### WHAT TO DO
Take the data from its first line. Print each line exactly until the line containing "output point(367, 34)" has been printed too.

(Natural-language object grounding data)
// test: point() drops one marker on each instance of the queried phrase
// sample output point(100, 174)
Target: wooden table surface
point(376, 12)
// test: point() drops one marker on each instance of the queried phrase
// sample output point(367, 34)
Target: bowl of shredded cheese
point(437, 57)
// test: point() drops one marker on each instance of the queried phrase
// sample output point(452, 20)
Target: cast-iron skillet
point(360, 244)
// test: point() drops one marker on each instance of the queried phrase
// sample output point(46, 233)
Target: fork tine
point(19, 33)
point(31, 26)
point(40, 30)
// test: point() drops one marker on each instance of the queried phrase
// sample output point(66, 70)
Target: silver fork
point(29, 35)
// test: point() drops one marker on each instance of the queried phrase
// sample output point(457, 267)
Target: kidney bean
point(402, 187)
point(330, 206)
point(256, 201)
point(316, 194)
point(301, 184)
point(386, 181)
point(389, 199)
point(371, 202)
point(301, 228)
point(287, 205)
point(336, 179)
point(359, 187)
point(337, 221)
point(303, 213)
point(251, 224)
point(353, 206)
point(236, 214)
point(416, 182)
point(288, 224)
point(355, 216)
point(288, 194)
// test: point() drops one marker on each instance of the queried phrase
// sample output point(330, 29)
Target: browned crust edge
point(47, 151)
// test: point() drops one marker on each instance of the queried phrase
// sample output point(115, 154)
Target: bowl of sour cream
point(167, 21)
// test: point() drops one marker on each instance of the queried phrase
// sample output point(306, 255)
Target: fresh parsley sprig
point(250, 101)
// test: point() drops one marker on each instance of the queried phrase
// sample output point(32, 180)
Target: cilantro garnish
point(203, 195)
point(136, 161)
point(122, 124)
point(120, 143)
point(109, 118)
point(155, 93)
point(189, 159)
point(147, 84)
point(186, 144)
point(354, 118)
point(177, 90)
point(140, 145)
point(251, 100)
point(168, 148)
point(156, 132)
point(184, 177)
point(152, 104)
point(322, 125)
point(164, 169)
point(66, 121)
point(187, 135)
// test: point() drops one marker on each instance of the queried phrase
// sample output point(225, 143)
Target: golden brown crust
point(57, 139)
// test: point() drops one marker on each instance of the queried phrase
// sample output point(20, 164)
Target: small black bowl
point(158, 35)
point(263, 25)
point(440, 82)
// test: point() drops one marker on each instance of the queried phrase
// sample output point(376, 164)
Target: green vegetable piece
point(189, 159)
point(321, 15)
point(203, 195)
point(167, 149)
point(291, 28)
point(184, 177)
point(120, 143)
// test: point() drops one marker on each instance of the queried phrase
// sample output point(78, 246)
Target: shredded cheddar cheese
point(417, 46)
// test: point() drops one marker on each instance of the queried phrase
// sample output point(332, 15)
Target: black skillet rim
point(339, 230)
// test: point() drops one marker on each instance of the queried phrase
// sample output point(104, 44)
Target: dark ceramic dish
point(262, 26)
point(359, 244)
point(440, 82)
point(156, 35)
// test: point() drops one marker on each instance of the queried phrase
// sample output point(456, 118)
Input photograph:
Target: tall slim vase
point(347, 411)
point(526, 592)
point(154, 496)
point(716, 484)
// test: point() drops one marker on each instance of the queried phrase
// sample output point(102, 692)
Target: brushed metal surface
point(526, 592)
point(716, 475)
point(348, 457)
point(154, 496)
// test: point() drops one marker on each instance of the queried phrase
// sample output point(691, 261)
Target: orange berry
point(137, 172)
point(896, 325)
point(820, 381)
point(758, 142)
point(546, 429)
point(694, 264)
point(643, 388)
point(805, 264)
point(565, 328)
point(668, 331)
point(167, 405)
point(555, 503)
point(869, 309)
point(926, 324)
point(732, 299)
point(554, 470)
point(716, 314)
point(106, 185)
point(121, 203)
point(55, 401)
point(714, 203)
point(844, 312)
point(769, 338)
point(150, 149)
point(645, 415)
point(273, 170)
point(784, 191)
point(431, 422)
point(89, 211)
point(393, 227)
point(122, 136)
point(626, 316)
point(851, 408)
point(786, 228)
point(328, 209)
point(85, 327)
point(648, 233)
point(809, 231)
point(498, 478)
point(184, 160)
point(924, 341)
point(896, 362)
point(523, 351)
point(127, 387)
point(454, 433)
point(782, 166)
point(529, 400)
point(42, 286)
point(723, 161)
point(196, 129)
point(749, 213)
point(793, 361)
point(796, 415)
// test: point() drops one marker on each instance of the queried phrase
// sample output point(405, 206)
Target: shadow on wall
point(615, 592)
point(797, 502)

### OUTPUT BELOW
// test: point() drops one marker on each instance of the queried phrase
// sample output point(100, 174)
Target: wooden table surface
point(376, 12)
// test: point() drops one marker on each instance of the queried phrase
// sample output point(367, 34)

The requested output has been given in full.